Problem requirements: Present the data below as a Markdown table with a "Row" column for the row number and a "Line" column for the line itself, skipping any blank lines. Leave the pictures out of the table.

[Records from a dataset]
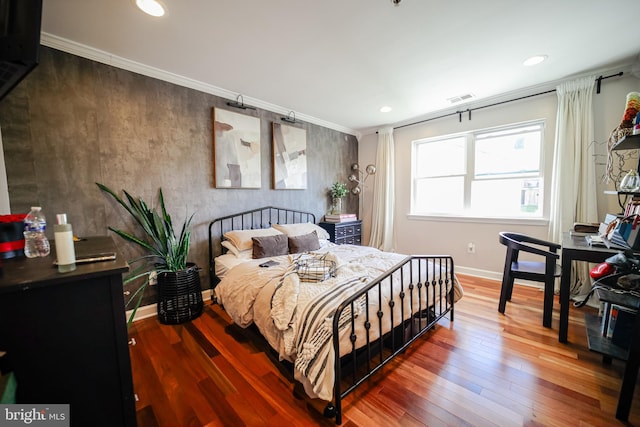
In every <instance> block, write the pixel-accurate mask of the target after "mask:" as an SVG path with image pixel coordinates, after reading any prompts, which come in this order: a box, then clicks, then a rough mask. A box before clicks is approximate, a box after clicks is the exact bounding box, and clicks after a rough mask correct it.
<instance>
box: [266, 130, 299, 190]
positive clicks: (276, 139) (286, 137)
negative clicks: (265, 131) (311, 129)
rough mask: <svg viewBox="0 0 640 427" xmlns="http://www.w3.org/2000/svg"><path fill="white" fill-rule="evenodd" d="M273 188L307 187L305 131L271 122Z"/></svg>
mask: <svg viewBox="0 0 640 427" xmlns="http://www.w3.org/2000/svg"><path fill="white" fill-rule="evenodd" d="M272 146H273V188H274V189H276V190H303V189H306V188H307V131H306V130H305V129H300V128H297V127H294V126H289V125H285V124H282V123H273V144H272Z"/></svg>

Output of the exercise:
| Row | Line |
|---|---|
| 1 | In every <instance> block, write the pixel-accurate mask of the target after "mask:" as an SVG path with image pixel coordinates, after reading any prompts, which come in this order: a box, then clicks, then a rough mask. A box before clicks is approximate, a box after clicks is the exact bounding box, and clicks after a rough mask correct it. |
| 2 | <instance> |
| 3 | box: [266, 130, 299, 190] |
| 4 | positive clicks: (276, 139) (286, 137) |
| 5 | negative clicks: (265, 131) (311, 129) |
| 6 | rough mask: <svg viewBox="0 0 640 427" xmlns="http://www.w3.org/2000/svg"><path fill="white" fill-rule="evenodd" d="M273 188L307 187L305 131L271 122Z"/></svg> |
| 7 | mask: <svg viewBox="0 0 640 427" xmlns="http://www.w3.org/2000/svg"><path fill="white" fill-rule="evenodd" d="M272 146H273V188H274V189H276V190H303V189H306V188H307V131H306V130H305V129H300V128H297V127H294V126H289V125H285V124H282V123H273V144H272Z"/></svg> |